Exercise description: Take the entries below and print all of them exactly, please.

Data supplied:

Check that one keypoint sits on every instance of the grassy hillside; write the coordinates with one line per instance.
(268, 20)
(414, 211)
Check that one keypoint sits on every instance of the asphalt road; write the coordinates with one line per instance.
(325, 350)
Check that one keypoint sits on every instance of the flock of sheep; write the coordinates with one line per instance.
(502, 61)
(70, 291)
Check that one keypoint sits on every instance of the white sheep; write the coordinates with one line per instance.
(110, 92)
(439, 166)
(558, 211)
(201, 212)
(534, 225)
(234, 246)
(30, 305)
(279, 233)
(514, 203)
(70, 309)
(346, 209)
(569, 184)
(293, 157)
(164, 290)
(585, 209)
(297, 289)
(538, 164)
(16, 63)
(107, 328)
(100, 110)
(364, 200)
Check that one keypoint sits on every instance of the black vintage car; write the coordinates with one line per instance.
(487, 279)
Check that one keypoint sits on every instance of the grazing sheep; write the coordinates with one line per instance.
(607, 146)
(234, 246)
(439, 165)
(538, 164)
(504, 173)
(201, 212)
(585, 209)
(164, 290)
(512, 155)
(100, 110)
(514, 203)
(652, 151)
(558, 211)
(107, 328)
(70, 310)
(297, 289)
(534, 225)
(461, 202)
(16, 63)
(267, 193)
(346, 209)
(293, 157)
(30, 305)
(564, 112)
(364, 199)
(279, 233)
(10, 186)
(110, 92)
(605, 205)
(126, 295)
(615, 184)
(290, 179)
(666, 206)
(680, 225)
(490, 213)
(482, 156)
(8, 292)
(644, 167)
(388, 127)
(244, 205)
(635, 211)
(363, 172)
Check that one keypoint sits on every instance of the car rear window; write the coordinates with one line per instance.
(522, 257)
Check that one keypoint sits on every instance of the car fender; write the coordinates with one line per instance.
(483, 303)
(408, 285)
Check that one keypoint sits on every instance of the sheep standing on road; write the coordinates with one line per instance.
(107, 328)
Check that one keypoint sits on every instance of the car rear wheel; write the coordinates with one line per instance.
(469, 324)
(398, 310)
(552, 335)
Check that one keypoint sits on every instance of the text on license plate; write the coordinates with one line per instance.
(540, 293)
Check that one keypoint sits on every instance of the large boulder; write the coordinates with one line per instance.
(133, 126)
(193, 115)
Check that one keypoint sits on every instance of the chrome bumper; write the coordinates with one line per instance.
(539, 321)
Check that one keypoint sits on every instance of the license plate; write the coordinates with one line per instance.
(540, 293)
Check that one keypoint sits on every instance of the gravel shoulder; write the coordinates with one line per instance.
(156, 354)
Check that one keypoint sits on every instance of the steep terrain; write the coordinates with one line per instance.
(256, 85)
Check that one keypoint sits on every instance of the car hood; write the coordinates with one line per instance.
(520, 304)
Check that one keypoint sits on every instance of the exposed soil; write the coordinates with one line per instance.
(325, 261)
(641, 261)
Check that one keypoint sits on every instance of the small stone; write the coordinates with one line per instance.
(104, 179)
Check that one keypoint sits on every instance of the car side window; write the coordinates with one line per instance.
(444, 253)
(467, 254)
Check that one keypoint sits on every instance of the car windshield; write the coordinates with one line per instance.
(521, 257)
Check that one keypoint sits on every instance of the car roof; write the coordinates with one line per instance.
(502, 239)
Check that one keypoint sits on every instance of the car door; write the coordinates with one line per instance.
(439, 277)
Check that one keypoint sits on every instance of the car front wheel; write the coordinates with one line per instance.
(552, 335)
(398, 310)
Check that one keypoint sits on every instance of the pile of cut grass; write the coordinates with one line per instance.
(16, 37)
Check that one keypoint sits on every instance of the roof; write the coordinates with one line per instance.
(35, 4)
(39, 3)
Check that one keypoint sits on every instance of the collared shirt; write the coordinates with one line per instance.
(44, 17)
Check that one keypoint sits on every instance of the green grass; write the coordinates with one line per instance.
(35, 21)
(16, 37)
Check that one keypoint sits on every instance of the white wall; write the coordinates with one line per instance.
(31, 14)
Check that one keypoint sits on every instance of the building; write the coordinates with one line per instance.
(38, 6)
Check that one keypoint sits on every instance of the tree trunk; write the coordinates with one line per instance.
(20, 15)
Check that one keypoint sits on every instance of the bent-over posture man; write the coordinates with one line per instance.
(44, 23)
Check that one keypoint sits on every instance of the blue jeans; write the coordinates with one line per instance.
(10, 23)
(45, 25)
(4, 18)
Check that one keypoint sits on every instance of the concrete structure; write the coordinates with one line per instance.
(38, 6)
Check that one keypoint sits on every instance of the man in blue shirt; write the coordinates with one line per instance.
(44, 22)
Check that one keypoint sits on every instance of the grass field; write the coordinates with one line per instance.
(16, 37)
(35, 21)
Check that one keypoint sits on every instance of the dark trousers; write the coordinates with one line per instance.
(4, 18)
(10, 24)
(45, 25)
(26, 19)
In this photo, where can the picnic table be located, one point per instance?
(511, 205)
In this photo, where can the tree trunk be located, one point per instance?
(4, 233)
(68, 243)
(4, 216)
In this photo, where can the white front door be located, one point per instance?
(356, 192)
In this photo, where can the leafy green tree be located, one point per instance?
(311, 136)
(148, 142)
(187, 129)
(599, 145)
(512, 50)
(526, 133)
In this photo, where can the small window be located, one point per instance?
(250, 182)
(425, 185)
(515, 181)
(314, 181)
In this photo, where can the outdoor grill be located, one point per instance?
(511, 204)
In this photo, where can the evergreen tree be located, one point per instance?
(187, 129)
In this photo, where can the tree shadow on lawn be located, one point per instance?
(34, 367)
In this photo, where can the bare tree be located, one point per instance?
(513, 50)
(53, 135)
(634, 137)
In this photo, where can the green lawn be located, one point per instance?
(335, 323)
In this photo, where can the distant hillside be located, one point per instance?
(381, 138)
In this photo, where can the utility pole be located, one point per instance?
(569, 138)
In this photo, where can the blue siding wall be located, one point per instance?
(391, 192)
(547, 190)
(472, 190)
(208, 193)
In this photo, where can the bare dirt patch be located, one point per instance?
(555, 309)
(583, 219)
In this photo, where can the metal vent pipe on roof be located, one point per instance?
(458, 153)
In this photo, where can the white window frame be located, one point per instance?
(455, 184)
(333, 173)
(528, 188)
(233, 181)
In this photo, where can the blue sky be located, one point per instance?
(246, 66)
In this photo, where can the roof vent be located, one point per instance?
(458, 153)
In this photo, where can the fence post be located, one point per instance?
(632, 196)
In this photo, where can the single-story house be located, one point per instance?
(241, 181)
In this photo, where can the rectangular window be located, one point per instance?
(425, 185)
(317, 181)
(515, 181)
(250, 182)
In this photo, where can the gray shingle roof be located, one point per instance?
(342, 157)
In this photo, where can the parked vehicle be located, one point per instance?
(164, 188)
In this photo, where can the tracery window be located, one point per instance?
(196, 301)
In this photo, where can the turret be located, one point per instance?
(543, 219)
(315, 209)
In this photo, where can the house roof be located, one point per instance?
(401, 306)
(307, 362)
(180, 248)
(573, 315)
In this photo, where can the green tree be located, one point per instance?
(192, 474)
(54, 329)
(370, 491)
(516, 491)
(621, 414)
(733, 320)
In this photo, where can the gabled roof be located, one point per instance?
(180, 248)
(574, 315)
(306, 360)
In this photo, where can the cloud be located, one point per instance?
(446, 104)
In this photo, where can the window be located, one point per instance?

Result of the exercise:
Check that one keypoint sits on every instance of the grassy hillside; write the coordinates with one line per instance.
(268, 20)
(414, 211)
Check that one keypoint sits on every instance of the asphalt road; write the coordinates with one line per instance.
(325, 350)
Check that one keypoint sits on every instance of the flock of sheep; write the coordinates with one line per instance.
(502, 61)
(70, 291)
Check that one keypoint sits on every instance of the white sheep; write the coordinates with one line per instance.
(110, 92)
(439, 166)
(558, 211)
(201, 212)
(534, 225)
(234, 246)
(30, 305)
(279, 233)
(514, 203)
(70, 309)
(346, 209)
(569, 184)
(293, 157)
(164, 290)
(585, 209)
(297, 289)
(538, 164)
(16, 63)
(107, 328)
(100, 110)
(364, 200)
Check that one keypoint sits on every instance of the black vintage car; write the coordinates with one line per instance.
(487, 279)
Check that one keypoint sits on every instance of the grazing sheep; write the coordinates with one line per instance.
(607, 146)
(234, 246)
(439, 165)
(538, 164)
(504, 173)
(201, 212)
(585, 209)
(164, 290)
(512, 155)
(100, 110)
(514, 203)
(652, 151)
(558, 211)
(107, 328)
(70, 310)
(297, 289)
(534, 225)
(461, 202)
(16, 63)
(267, 193)
(346, 209)
(293, 157)
(30, 305)
(564, 112)
(364, 199)
(279, 233)
(10, 186)
(110, 92)
(605, 205)
(126, 295)
(615, 184)
(290, 179)
(666, 206)
(680, 225)
(490, 213)
(482, 156)
(8, 292)
(644, 167)
(388, 127)
(244, 205)
(635, 211)
(363, 172)
Check that one keypoint sits on every instance of the car rear window; write the coordinates with one line per instance.
(522, 257)
Check that one keypoint sits on every instance of the car fender; write the coordinates with one line per instance.
(483, 303)
(408, 285)
Check that one keypoint sits on every instance of the sheep standing on road; write the coordinates with one line per instance.
(107, 328)
Check that one keypoint sits on every instance of the car rear wheel; write the coordinates with one line per instance.
(469, 324)
(398, 310)
(552, 335)
Check that one keypoint sits on every instance of the text on license plate; write the coordinates with one line per instance.
(540, 293)
Check that one keypoint sits on every instance of the large boulder; write the coordinates with one line per instance.
(133, 126)
(193, 115)
Check that one keypoint sits on every instance of the chrome bumper; write the coordinates with one line per instance.
(539, 321)
Check that one keypoint sits on every instance of the license plate; write the coordinates with one line per instance.
(540, 293)
Check that one keypoint sits on every instance of the gravel shoulder; write the coordinates with one line per instance.
(156, 354)
Check that one keypoint sits on every instance of the steep terrain; write the coordinates with one line per instance.
(256, 85)
Check that one keypoint sits on every instance of the car hood; write the coordinates with one line per instance.
(520, 304)
Check that one keypoint sits on every instance of the exposed soil; write the coordinates with one line per instance.
(325, 261)
(641, 261)
Check that one keypoint sits on every instance of the small stone; write the coordinates with one line per instance.
(104, 179)
Check that one keypoint sits on every instance of the car side window; write the coordinates with one line per instance.
(444, 253)
(467, 254)
Check that one keypoint sits on every instance of the car windshield; write the coordinates with one line per instance.
(521, 257)
Check that one keypoint sits on every instance of the car roof; write the coordinates with one line per instance.
(502, 239)
Check that one keypoint sits on every instance of the car door; write the coordinates with one line per instance.
(439, 277)
Check that one keypoint sits on every instance of the car front wheel; write the coordinates with one line per instance.
(552, 335)
(398, 310)
Check that one keypoint sits on every instance of the pile of cut grass; write the coordinates with one line per instance.
(16, 37)
Check that one keypoint sits on every instance of the roof; write the coordinates with one line per instance.
(35, 4)
(39, 3)
Check that one keypoint sits on every instance of the collared shirt; write the coordinates with one line per instance.
(44, 17)
Check that one keypoint sits on every instance of the green grass; write the coordinates with one line per instance.
(35, 21)
(16, 37)
Check that one keypoint sits on every instance of the white wall; write the coordinates with one line per instance.
(31, 14)
Check that one keypoint sits on every instance of the building; write the coordinates with one line per instance.
(38, 6)
Check that one keypoint sits on every instance of the tree trunk; write the coordinates with one line per instance.
(20, 15)
Check that one keypoint sits on every instance of the bent-over posture man; write the coordinates with one line per instance.
(44, 23)
Check that one keypoint sits on every instance of the blue jeans; write the coordinates with one line per instance.
(10, 23)
(45, 25)
(4, 18)
Check that one keypoint sits on every instance of the concrete structure; write the coordinates with one line per instance.
(38, 6)
Check that one keypoint sits on every instance of the man in blue shirt; write the coordinates with one line per instance.
(44, 22)
Check that one keypoint sits on every instance of the grass field; write the coordinates with one line per instance.
(16, 37)
(35, 21)
Check that one keypoint sits on every instance of the dark trousers; write the coordinates with one line per instance.
(4, 18)
(10, 24)
(45, 25)
(26, 19)
In this photo, where can the picnic table be located, one point per instance?
(511, 205)
In this photo, where can the tree trunk be located, one point per instance?
(4, 233)
(68, 243)
(4, 216)
In this photo, where can the white front door be located, one point per instance?
(356, 192)
In this photo, where can the leafy green tree be located, one point per instance?
(311, 136)
(148, 142)
(187, 129)
(599, 145)
(512, 50)
(526, 133)
In this photo, where can the small window be located, one point per instance?
(250, 182)
(425, 185)
(515, 181)
(314, 181)
In this photo, where can the outdoor grill be located, one point per instance?
(511, 204)
In this photo, where can the evergreen tree be located, one point per instance?
(187, 129)
In this photo, where can the tree shadow on lawn be located, one point per instance?
(34, 367)
In this photo, where can the bare tree be located, one point per instance?
(513, 50)
(53, 135)
(634, 137)
In this photo, where can the green lawn be located, one point per instance?
(335, 323)
In this photo, where can the distant hillside be located, one point per instance?
(381, 138)
In this photo, where can the utility pole be located, one point per instance?
(569, 138)
In this photo, where can the blue siding wall be located, one point per instance?
(391, 192)
(547, 190)
(472, 190)
(208, 193)
In this photo, where can the bare dirt patch be located, one point per instance?
(555, 309)
(583, 219)
In this photo, where can the metal vent pipe on roof be located, one point per instance?
(458, 153)
In this photo, where can the white window frame be located, one point per instance?
(455, 184)
(333, 173)
(528, 188)
(233, 181)
In this photo, where can the blue sky be located, one point per instance?
(246, 66)
In this photo, where can the roof vent be located, one point per instance?
(458, 153)
In this photo, where can the fence post be located, one point per instance?
(632, 196)
In this photo, where can the single-story house be located, one point per instance?
(241, 181)
In this photo, where can the rectangular window be located, one point per instance?
(425, 185)
(317, 181)
(515, 181)
(250, 182)
In this photo, where can the gray shingle roof be located, one point per instance?
(342, 157)
In this photo, where can the parked vehicle be located, one point per instance?
(164, 188)
In this photo, where can the tracery window be located, one point per instance?
(196, 301)
In this photo, where can the turret be located, one point per instance?
(543, 219)
(315, 209)
In this photo, where can the house roof be located, one point per instance?
(401, 306)
(307, 362)
(180, 248)
(573, 315)
In this photo, where can the green tree be located, one point per instance?
(192, 474)
(54, 329)
(370, 491)
(516, 491)
(621, 414)
(733, 320)
In this photo, where can the gabled roof be located, one point per instance?
(180, 248)
(574, 315)
(306, 360)
In this photo, where can the cloud be located, one point per instance?
(446, 104)
In this photo, where can the window be located, one point per instance?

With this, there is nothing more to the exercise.